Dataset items
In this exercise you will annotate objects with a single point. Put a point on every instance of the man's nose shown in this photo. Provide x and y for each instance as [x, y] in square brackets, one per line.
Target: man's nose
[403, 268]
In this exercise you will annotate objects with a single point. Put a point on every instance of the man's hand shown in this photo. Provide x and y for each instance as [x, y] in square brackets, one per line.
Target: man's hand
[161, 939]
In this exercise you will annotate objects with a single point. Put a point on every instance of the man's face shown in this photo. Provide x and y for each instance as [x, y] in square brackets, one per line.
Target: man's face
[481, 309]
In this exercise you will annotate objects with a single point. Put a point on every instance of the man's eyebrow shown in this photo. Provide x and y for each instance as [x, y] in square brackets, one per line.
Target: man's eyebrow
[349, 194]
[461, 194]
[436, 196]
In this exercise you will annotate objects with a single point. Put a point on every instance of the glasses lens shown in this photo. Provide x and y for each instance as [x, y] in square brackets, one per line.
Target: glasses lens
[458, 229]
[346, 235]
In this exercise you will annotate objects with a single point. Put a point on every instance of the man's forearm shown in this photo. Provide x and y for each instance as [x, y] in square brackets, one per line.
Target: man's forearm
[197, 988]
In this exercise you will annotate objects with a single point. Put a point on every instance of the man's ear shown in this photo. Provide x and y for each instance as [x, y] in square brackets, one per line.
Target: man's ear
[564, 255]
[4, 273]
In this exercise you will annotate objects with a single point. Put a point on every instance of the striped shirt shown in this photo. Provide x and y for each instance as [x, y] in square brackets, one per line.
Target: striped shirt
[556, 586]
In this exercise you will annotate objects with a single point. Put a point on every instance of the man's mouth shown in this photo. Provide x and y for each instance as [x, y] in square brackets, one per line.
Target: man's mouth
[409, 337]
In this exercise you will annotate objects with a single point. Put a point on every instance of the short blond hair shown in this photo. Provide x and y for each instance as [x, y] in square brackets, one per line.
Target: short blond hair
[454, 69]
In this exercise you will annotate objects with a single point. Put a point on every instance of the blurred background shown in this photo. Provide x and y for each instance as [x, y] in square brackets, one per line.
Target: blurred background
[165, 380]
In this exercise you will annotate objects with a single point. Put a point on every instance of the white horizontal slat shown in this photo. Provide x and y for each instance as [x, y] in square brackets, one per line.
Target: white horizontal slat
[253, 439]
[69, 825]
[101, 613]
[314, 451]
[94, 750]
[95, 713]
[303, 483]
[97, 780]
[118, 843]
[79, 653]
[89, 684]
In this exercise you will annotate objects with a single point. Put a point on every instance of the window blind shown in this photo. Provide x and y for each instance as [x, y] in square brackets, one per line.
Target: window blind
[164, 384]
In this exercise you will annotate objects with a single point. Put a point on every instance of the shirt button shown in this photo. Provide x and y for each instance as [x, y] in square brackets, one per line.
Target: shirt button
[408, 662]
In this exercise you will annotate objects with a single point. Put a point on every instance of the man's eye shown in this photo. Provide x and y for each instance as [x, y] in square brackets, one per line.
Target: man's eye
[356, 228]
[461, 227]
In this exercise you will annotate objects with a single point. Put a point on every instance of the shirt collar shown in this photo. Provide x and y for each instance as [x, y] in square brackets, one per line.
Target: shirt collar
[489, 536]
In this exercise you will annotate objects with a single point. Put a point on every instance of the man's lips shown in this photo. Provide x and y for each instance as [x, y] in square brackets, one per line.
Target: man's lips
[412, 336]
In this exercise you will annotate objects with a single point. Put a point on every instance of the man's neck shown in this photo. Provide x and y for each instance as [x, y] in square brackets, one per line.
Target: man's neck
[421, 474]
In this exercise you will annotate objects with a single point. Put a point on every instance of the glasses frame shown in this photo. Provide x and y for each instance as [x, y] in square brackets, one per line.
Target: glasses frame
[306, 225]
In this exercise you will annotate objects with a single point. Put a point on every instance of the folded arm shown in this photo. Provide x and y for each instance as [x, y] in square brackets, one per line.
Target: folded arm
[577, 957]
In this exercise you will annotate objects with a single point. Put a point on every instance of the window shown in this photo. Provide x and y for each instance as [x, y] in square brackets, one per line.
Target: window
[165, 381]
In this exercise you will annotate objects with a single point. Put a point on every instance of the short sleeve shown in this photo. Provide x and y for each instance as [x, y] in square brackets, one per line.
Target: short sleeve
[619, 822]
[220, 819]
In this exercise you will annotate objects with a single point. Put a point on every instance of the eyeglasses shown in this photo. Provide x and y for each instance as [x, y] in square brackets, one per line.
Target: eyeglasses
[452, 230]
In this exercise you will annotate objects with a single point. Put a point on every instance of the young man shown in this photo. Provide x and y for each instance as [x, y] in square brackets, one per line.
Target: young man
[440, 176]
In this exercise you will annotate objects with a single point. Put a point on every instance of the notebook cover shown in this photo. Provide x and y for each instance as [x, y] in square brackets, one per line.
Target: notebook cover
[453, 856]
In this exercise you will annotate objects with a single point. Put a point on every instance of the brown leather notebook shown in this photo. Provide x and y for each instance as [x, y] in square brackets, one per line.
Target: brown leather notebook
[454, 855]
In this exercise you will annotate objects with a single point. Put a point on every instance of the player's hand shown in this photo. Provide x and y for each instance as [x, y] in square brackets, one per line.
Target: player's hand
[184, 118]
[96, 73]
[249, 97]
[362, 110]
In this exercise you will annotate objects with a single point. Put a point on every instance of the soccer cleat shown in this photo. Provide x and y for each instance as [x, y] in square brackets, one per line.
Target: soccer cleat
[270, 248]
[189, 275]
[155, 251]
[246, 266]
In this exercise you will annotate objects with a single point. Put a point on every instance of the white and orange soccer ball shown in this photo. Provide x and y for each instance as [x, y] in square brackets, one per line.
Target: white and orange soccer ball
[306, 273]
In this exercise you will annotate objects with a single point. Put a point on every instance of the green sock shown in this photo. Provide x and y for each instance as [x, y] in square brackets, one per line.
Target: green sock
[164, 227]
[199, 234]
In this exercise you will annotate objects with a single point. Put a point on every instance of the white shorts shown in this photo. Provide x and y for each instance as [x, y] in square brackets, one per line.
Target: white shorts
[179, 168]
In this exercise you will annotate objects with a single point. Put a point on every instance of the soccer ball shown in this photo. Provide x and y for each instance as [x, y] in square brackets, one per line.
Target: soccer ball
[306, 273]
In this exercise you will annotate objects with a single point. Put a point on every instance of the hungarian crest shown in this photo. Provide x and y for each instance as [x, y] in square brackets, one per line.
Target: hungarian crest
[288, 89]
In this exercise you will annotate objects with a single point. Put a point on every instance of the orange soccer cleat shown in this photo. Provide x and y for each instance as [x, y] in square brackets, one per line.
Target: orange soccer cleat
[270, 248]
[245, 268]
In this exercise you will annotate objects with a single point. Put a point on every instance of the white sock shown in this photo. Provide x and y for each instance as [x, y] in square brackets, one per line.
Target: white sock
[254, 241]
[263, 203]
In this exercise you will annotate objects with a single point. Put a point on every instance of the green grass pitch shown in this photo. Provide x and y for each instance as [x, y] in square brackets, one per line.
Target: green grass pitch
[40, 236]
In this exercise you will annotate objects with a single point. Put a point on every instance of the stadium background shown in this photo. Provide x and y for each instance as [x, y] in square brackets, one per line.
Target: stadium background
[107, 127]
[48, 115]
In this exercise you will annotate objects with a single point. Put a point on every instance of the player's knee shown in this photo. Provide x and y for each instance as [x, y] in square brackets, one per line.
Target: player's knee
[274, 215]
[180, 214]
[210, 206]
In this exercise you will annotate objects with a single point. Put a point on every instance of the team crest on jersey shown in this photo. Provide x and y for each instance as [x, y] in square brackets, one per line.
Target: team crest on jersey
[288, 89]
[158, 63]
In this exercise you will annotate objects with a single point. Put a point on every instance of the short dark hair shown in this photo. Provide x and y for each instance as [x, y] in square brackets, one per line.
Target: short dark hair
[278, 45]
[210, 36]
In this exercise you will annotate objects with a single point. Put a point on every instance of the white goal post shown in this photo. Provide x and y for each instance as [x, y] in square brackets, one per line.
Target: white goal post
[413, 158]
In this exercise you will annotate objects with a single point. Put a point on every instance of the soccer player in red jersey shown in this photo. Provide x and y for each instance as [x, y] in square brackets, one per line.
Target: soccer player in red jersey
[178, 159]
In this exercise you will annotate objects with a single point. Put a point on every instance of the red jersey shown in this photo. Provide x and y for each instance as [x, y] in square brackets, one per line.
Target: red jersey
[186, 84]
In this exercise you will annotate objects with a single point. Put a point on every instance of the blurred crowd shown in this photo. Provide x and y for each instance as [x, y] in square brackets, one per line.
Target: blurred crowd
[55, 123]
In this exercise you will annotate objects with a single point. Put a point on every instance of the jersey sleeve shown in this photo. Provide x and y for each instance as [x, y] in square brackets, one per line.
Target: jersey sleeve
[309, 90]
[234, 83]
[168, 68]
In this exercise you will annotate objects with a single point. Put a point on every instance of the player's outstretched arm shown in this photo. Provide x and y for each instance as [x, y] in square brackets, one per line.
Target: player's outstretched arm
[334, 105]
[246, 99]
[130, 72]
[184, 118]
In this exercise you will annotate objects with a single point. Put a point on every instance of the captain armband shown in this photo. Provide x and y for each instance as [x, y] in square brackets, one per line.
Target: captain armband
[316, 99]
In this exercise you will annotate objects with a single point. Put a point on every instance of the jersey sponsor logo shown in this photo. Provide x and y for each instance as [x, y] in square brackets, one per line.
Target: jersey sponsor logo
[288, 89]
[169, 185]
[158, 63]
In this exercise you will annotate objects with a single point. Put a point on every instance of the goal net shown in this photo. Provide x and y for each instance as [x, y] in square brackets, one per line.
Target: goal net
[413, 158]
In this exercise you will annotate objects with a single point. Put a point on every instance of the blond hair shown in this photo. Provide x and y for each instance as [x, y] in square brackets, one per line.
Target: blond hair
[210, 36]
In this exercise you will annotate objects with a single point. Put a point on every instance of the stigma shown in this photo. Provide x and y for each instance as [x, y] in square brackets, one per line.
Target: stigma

▶ [Task description]:
Find and copy every line in the entries above where the string "stigma" occurs.

▶ [Answer for the task]:
In this exercise you will annotate objects with a single point. Put a point on every instance of the stigma shown in this photo. Provide x and y for each instance as [x, y] in square brackets, one per line.
Target: stigma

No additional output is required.